SOURCE PASSAGE:
..........
Adolescent girls bored at higher rates than boys, study shows
WSU researcher says it may signal other issuesJanuary 16th, 2020
If you’re the parent of a teenager, or spend any amount of time around them, it’s not a surprise to hear them say they’re bored.
What may be a surprise, however, is that you’re more likely to hear that come from a girl than a boy, according to a recent study.
Elizabeth Weybright, a Washington State University researcher of adolescent development based in Pullman, along with two other national researchers, recently had their findings published in the Journal of Adolescent Health.
Their research was compiled from a National Institute of Health repository that for decades has tallied teen sentiment about boredom from students across the U.S.
“Even among adults, some level of boredom is not uncommon,” Weybright says. “But it’s important to know what young people, who don’t have complete cognitive development, are experiencing with it.”
It’s important to study boredom in young people, because decades of past and current research show young people experiencing high levels and chronic boredom prove to be more susceptible to risky behaviors, she says.
An increase in desire for independence and novelty may create “mismatches with limited novel opportunities” they write in the article.
“Such mismatches may be associated with threat to optimal health and development,” the article says.
In the Journal of Adolescent Health article, they continue: “We suspect boredom is one factor in a constellation of factors changing historically. For example, boredom has been associated with sensation seeking and depressive symptoms, and evidence indicates that both sensation seeking and depressive symptoms are increasing among U.S. adolescents.”
Since 1975, the National Institute of Health has sponsored annual surveys measuring boredom among youth. Weybright, and researchers Linda Caldwell, at Pennsylvania State University, and John Schulenberg, at the University of Michigan, made their findings based on the period between 2008 to 2017, Weybright says.
Adolescent participants were asked to mark their responses on a one-to-five scale with a No. 1 signaling a low level of boredom to a No. 5 indicating a high level. Students surveyed range between eighth and 12th grades, according to the study.
The study showed adolescent boredom increased for both boys and girls during the last decade.
But by their sophomore years of high school, the increase in boredom for girls takes a marked rise over that of boys, the study says.
“I thought they’d be similar,” Weybright says of their findings. “To see a steeper increase in one (gender) over time was surprising.”
Starting in the eighth grade, the reported boredom levels for boys rose 1.6% every year on average while girls’ boredom levels rose 1.7%. By the sophomore year, girls’ boredom levels rose by 2% each year. Girls’ reported boredom levels at all grade levels showed a steeper rise than boys, according to the study.
..........
SET OF TASKS:
[a] Answer these from the article on teen boredom:
(i) In which journal were the findings published?
(ii) What span of years did the researchers base their findings on?
(iii) Starting in eighth grade, by what percentage did boys' reported boredom rise each year on average?
[b] Copy the article on teen boredom word for word, between "Adolescent girls bored" and "a recent study.", inclusive.

EXTRACTED ENTRIES:
..........
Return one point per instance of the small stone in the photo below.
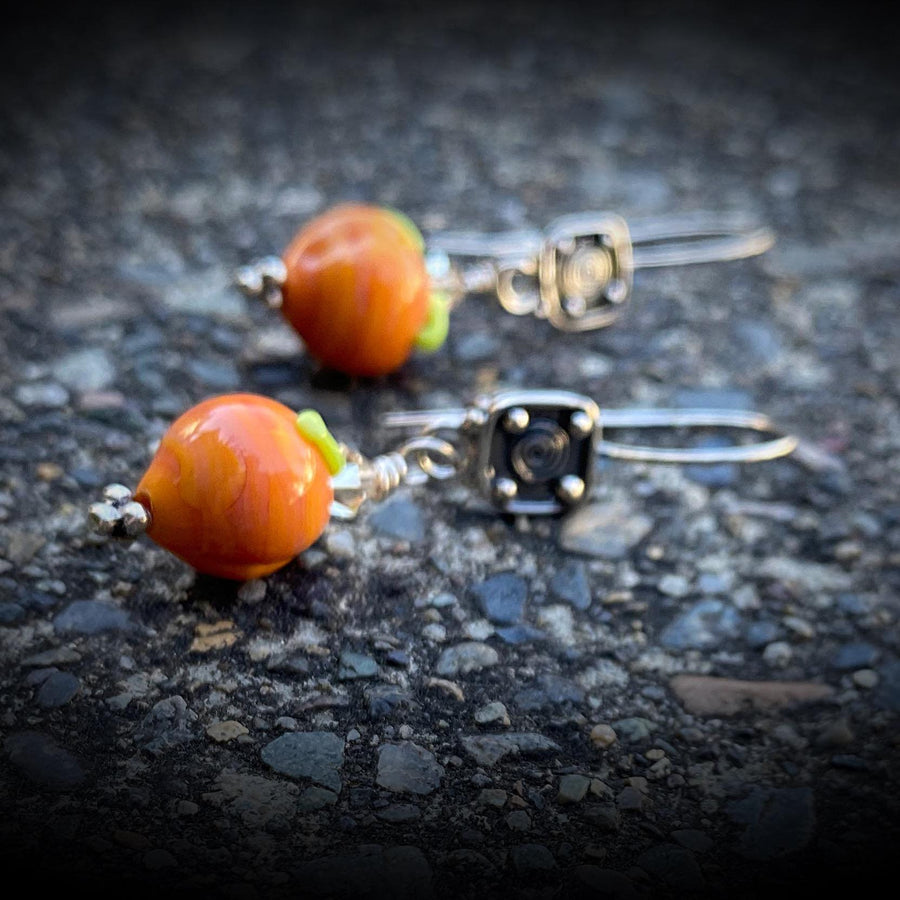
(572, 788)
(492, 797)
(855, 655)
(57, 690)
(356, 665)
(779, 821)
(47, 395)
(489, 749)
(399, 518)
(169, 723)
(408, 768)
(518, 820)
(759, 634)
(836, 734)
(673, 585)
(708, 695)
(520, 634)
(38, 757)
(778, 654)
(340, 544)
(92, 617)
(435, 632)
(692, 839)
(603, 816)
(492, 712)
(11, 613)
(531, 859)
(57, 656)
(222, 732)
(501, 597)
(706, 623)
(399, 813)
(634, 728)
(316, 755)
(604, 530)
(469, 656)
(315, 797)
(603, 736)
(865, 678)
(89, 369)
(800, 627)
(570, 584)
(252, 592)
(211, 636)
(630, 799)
..........
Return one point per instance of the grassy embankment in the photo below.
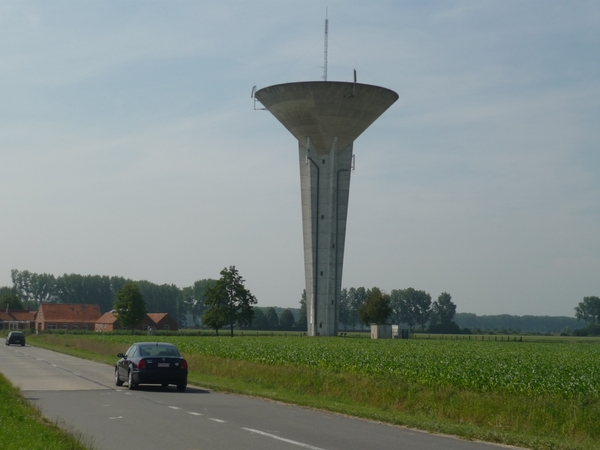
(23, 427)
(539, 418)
..........
SOLUTION LIST:
[a]
(i) The Journal of Adolescent Health
(ii) 2008 to 2017
(iii) 1.6%

[b]
Adolescent girls bored at higher rates than boys, study shows
WSU researcher says it may signal other issuesJanuary 16th, 2020
If you’re the parent of a teenager, or spend any amount of time around them, it’s not a surprise to hear them say they’re bored.
What may be a surprise, however, is that you’re more likely to hear that come from a girl than a boy, according to a recent study.